┌─ Text shown
In the parking lot of the lab, while waiting for my husband to arrive, I called my coworker and friend, and then I called my parents.  I cried during both calls.  Michael sang to himself in the backseat and offered a cheerful “bye bye” to his grandparents on the other end of the Bluetooth connection. 


My husband showed up and the three of us walked into the lab. The two people behind the desk were so sympathetic.  Our pediatrician had already called them to tell them we were on our way.  Michael busied himself by playing on the rug in front of the door, and waving to each person sitting in the waiting room, and pointing out cars in the parking lot.  He was acting like a toddler—but inside, my heart was breaking.  Finally, it was our turn to go back.  I tried to distract him by pointing out the fish painted on the wall and waving his favorite blankie in the air.  Aaron sat in the chair and held down his arm and tucked his little legs between his own adult legs to make sure Michael didn’t kick or flail.  The two adults who were behind the desk were so kind to Michael and talked about what kind of birthday party Michael would have.  Fortunately, the blood drawing didn’t take too long, but it is absolutely awful to hear your child cry out in pain.  The man said he was putting the vials in his cooler and driving them straight to the bigger lab in Montgomery.  They said that the amount of time it would take the blood to coagulate in their Prattville office was a little longer than it would take for him to drive it to Montgomery and have the bigger lab get a reading on it.


After it was done, Aaron stood up and his pant legs were wet.  The little bag that was taped inside Michael’s diaper to collect his urine had leaked out.  We quickly laid Michael down for a diaper change so I could salvage whatever was left in the bag and put it in a specimen cup for the doctor to test for ketones.  Aaron rode with us back to the pediatrician office.  He could have driven himself.  I couldn’t have driven myself.


At the pediatrician office, Michael was more like himself.  He didn’t automatically scream anytime anyone walked into the room.  The nurse was able to test for ketones with the minimal amount of urine left in the collection bag.  The doctor came into the room and said that Michael’s ketone level was very high.  She said we didn’t need to wait until the reading came back from the lab for Michael’s official blood sugar level.  She gave us directions to Children’s Hospital Emergency Room.  She had already called the doctors up there and told them we were coming.  She said not to go home to pack a bag.  She said to drive straight to the hospital.  She gave me her cell number and told me to call her if we weren’t being treated fast enough or if anyone was rude to us at all.  I gave her my number at her request so that she could call me when Michael’s official blood sugar level was called in to her from the Montgomery lab.  Aaron picked up Michael in his arms, and we were on our way. 


We decided that although we didn’t have to stay long enough to pack a bag, we would have to swing by our house to get our dog, my thyroid medicine, and Michael’s birth certificate and Social Security card just in case.  We phoned Aaron’s mom on our way to our house.  She was watching our 7 month old and he would have to stay the night.  We made arrangements with her for Aaron’s car to be driven to her house.

While I sat in the car with Michael at our house while Aaron ran inside to get the dog, my meds, and our whole lock box so I could get Michael's birth certificate and social security card on our way to Aaron's mom's house, the pediatrician called with Michael's blood sugar level. It was 823.
└─
* **Work request 1**
Reproduce the part of the account above that begins at the words "While I sat" and stops after "It was 823.".
* **Work request 2**
Answer these questions from the account above:
(a) Where did the man say he was driving the vials of blood?
(b) Who was watching the 7 month old?
(c) What was Michael's blood sugar level?
┌─ Data under study
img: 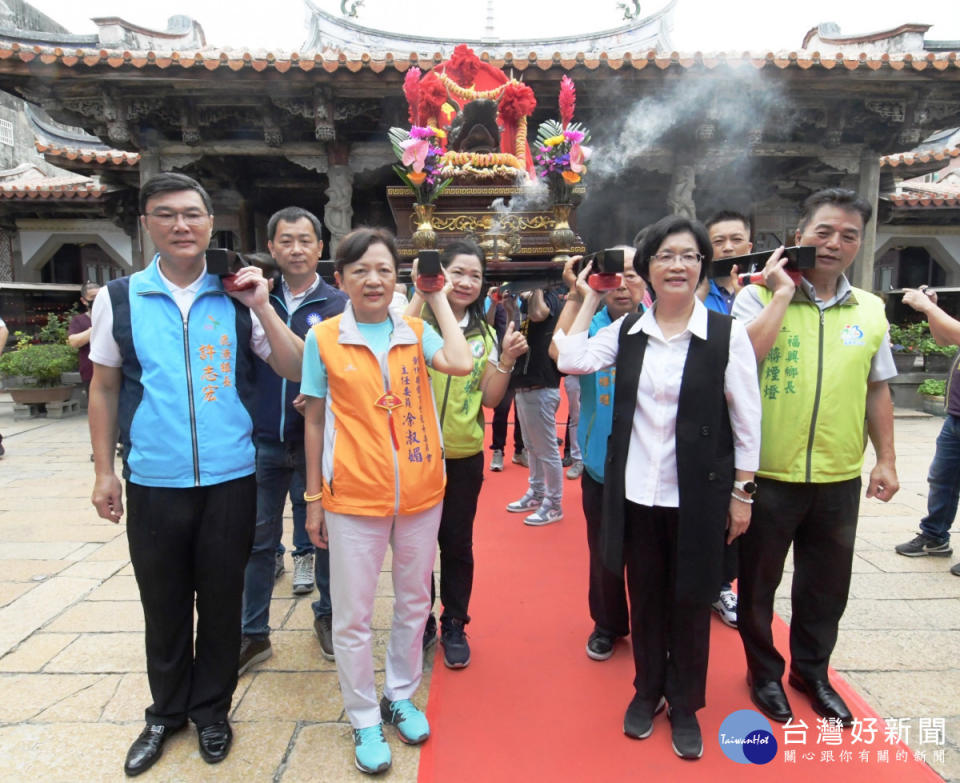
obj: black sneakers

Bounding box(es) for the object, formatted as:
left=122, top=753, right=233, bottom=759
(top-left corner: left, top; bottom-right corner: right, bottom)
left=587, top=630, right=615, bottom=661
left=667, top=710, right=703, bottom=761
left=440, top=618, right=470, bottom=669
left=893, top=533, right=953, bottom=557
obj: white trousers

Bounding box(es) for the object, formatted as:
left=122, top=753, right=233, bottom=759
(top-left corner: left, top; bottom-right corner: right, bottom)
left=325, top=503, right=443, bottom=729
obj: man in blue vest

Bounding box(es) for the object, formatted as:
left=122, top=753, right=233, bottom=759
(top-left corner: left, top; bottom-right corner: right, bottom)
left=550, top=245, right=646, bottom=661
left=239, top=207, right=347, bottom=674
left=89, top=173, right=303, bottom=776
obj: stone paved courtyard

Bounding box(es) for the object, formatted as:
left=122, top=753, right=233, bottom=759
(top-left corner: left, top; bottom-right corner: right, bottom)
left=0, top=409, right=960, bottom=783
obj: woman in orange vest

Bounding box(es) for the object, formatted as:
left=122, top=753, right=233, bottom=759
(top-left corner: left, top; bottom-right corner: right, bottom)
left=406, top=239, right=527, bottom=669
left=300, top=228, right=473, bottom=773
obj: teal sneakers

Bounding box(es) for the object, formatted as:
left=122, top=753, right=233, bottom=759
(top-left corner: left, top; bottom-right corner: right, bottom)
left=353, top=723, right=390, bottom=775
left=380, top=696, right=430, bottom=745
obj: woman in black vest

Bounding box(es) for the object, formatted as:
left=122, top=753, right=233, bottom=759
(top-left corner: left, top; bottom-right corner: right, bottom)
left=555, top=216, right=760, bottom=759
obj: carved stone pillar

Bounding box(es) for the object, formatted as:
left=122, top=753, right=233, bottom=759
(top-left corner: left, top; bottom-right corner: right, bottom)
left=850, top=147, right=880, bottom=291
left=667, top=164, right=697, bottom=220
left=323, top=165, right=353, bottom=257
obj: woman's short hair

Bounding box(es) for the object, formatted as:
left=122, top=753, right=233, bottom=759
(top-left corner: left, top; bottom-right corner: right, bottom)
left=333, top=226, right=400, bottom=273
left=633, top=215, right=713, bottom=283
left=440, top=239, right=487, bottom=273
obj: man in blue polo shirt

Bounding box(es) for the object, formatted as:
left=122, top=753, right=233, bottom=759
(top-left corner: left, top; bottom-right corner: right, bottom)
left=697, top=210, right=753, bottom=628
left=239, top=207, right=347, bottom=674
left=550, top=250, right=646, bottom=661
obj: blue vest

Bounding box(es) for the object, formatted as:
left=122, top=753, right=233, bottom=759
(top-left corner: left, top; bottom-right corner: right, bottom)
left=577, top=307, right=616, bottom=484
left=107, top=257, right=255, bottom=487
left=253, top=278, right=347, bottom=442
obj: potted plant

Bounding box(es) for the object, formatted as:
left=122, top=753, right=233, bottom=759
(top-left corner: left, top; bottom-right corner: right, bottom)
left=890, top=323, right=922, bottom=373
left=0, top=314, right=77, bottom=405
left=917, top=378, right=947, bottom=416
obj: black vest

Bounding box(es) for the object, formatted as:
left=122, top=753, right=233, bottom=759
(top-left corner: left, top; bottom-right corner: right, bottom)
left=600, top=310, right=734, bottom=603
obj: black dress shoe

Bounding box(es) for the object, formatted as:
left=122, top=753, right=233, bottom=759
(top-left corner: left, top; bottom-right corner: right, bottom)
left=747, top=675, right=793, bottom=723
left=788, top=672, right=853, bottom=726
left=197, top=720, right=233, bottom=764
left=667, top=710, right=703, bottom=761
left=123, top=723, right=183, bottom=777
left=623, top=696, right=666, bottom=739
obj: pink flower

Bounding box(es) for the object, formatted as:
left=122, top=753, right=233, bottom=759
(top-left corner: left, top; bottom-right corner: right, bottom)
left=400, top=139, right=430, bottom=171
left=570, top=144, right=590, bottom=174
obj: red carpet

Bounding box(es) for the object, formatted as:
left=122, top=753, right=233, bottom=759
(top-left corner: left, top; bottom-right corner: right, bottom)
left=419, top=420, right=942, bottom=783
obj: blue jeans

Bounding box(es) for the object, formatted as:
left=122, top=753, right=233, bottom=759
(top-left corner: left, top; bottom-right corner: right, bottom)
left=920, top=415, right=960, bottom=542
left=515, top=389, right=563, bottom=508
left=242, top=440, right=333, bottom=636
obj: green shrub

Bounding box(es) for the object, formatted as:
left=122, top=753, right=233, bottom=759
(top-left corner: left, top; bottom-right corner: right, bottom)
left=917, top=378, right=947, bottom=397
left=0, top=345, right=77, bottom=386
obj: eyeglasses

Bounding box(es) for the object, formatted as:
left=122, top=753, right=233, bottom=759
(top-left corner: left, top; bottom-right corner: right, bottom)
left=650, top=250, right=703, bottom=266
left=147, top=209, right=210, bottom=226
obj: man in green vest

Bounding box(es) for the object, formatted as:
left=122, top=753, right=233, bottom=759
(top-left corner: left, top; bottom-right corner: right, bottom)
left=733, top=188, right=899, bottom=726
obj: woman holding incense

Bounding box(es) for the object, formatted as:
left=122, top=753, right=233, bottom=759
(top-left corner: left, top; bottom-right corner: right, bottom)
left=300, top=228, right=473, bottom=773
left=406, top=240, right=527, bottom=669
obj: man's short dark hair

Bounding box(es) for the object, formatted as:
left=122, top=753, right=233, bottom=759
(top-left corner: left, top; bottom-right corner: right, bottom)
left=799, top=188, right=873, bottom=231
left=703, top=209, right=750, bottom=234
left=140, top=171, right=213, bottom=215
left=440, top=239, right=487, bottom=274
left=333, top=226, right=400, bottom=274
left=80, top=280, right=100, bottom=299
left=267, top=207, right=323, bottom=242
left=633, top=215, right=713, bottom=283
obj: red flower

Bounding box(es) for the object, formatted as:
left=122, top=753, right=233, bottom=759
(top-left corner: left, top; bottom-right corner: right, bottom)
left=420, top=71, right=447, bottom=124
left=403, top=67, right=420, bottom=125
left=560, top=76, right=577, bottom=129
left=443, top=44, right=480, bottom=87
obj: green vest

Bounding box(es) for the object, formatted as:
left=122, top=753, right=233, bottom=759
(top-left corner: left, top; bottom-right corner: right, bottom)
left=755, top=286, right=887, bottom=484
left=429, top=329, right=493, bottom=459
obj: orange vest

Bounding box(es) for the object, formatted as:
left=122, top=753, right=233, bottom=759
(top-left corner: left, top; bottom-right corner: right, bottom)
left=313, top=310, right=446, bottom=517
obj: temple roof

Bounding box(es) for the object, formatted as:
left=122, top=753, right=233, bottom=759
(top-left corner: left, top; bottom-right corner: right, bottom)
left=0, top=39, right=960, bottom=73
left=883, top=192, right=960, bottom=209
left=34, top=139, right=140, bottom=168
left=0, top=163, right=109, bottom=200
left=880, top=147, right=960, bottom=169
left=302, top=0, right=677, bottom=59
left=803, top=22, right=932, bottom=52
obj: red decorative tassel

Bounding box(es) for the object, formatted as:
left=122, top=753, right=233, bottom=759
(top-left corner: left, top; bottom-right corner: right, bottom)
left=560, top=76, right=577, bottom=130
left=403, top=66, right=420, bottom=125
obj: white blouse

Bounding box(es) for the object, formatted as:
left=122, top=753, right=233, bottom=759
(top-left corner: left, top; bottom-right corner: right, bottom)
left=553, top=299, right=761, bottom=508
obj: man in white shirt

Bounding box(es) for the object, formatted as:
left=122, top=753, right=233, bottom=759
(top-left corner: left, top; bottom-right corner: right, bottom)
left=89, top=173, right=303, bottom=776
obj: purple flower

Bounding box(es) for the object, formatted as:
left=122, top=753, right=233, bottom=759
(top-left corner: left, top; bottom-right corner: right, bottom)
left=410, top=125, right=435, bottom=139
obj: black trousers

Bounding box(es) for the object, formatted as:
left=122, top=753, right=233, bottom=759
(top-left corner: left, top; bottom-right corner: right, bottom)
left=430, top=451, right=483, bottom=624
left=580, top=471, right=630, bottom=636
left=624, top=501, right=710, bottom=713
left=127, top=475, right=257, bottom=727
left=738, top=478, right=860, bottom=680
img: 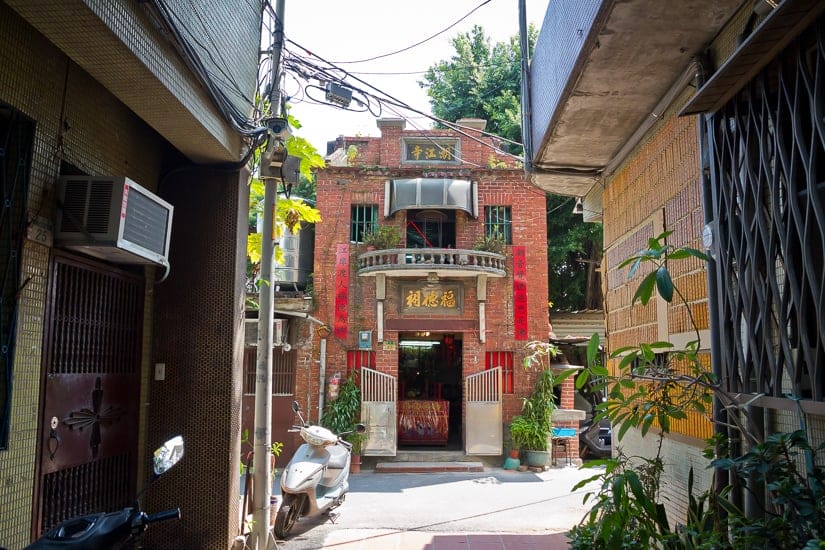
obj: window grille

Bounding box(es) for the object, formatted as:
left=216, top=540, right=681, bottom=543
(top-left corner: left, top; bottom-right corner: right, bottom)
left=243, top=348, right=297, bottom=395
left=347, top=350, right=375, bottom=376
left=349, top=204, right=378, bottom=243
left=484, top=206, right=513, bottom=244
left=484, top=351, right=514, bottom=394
└─
* **Written answer 1**
While I sat in the car with Michael at our house while Aaron ran inside to get the dog, my meds, and our whole lock box so I could get Michael's birth certificate and social security card on our way to Aaron's mom's house, the pediatrician called with Michael's blood sugar level. It was 823.

* **Written answer 2**
(a) To the bigger lab in Montgomery.
(b) Aaron's mom.
(c) 823.